**Schriftliche Aufgabe A:**
Gib für jede der Aussagen (i) bis (iii) an, ob sie mit dem Textauszug zur Parameterprüfung übereinstimmt. Antworte jeweils mit Ja oder Nein und zitiere die entscheidenden Worte des Textes wörtlich.
(i) Meist ist die IllegalArgumentException die bessere Wahl.
(ii) Bei einem null-Argument soll man grundsätzlich immer eine NullPointerException werfen.
(iii) Beim Überprüfen von Parametern soll man die beiden Ausnahmen gegeneinander abwägen.

**Textauszug:**
Um Parameter zu überprüfen sollte man übrigens stets NullPointerException ggü. IllegalArgumentException abwägen. Meist gewinnt letztere. Faustregel: Wenn aus der Methode vollkommen einwandfrei ersichtlich ist, dass die Methode mit _null_-Argument keinen Sinn ergibt, so kann man bei _null_ eine NullPointerException werfen. In jedem anderen Fall sollte man sich für IllegalArgumentException entscheiden.

**Gespeicherte Einträge:**
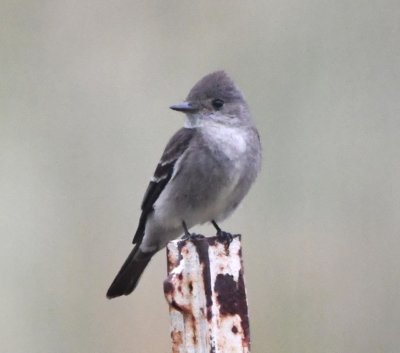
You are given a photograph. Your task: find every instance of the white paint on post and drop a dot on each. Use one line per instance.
(207, 298)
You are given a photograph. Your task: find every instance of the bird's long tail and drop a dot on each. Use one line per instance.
(129, 274)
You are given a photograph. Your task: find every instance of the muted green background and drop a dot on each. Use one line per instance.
(84, 93)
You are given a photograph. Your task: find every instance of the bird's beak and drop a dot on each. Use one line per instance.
(185, 107)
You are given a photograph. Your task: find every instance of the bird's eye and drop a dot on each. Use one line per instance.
(217, 103)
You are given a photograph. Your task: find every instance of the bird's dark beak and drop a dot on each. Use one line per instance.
(185, 107)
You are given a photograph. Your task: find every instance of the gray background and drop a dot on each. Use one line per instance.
(84, 93)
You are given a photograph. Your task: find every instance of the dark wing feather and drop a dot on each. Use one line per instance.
(176, 146)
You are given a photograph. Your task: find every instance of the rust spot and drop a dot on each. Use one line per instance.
(177, 341)
(231, 296)
(168, 287)
(194, 337)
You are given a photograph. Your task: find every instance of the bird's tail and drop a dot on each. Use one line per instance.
(129, 274)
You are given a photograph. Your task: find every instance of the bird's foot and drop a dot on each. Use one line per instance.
(224, 237)
(190, 236)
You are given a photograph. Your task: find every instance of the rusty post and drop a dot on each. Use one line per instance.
(207, 297)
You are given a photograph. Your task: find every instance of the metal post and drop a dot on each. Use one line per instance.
(207, 296)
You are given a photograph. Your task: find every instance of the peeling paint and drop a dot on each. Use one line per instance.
(207, 297)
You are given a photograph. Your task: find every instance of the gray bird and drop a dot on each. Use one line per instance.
(204, 173)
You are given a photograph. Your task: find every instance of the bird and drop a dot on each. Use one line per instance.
(206, 169)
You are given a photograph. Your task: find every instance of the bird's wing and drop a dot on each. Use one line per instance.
(175, 148)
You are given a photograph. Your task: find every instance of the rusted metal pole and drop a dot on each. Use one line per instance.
(207, 297)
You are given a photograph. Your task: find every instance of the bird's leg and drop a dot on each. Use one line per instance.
(189, 236)
(222, 236)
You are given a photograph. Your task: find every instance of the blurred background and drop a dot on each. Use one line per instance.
(84, 93)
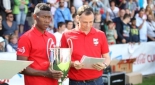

**Schriftliche Aufgabe B:** Liste jede Zeile der Einträge auf, die das Wort "beak" enthält. Groß- und Kleinschreibung zählt.

**Ergebnis der Aufgabe A:**
(i) Ja: „Meist gewinnt letztere.“
(ii) Nein: „In jedem anderen Fall sollte man sich für IllegalArgumentException entscheiden.“
(iii) Ja: „Um Parameter zu überprüfen sollte man übrigens stets NullPointerException ggü. IllegalArgumentException abwägen.“

**Ergebnis der Aufgabe B:**
You are given a photograph. Your task: find every instance of the bird's beak and drop a dot on each. Use one line per instance.
You are given a photograph. Your task: find every instance of the bird's dark beak and drop a dot on each. Use one line per instance.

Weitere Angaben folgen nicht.